Instructions for the task - Include only the line with "[(140, 59), (5, 124), (171, 4)]" and the lines after it, each reproduced exactly as it stands in the entries below.

Dataset entries
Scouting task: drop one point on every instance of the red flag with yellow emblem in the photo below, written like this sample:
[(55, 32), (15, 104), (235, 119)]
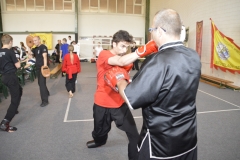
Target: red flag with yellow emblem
[(225, 53)]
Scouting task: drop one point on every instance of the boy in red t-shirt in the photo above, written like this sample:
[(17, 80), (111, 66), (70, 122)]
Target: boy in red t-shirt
[(108, 105)]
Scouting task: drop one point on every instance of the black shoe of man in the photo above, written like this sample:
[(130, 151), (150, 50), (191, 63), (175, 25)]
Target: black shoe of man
[(92, 144)]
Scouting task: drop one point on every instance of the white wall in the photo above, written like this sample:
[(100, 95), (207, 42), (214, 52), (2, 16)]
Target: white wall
[(89, 24), (225, 15), (108, 24)]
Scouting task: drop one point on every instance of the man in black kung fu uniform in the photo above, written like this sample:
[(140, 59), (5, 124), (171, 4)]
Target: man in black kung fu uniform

Completed exercise -
[(140, 59), (5, 124), (171, 4)]
Target: man in black kung fu uniform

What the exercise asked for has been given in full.